(Assignment)
Beginning with the line that has "Where can the green", please write out the remaining lines of the material exactly, the last one included.
---------------
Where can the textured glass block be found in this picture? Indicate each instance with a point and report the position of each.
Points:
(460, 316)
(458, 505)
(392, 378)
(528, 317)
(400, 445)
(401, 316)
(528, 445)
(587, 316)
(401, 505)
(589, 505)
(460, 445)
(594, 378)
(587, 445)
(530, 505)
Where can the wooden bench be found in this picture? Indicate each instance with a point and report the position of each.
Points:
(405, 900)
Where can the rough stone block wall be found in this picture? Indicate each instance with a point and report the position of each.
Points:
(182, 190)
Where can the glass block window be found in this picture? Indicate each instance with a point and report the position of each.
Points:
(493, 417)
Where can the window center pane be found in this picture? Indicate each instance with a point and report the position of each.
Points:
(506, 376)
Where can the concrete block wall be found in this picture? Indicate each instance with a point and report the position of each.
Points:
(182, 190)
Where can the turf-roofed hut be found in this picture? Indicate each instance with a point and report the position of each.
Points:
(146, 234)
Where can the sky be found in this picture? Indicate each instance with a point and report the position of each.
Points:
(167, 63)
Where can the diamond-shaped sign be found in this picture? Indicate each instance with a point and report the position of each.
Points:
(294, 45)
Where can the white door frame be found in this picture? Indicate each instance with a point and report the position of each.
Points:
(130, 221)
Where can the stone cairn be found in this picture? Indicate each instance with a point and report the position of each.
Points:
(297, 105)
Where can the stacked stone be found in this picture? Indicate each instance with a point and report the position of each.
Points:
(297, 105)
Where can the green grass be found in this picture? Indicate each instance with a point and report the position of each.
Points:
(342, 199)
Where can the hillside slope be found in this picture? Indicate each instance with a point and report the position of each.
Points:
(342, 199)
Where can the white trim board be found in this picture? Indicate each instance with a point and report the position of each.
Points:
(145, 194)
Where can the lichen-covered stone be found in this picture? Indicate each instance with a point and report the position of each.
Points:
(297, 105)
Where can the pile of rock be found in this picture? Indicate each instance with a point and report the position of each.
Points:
---------------
(Response to the exercise)
Where can the green grass be found in this picture? Indicate each instance with a point and report the position of each.
Points:
(342, 199)
Where can the hillside slope be found in this picture? Indicate each instance with a point and report the position of each.
Points:
(342, 199)
Where can the white trim board be found in this picture? Indicate each instance with a point and report the position of each.
Points:
(145, 194)
Where can the lichen-covered stone be found in this picture? Indicate each instance with a point and report the position of each.
Points:
(297, 105)
Where can the pile of rock be found in this picture? Indicate each instance with a point and report the position of each.
Points:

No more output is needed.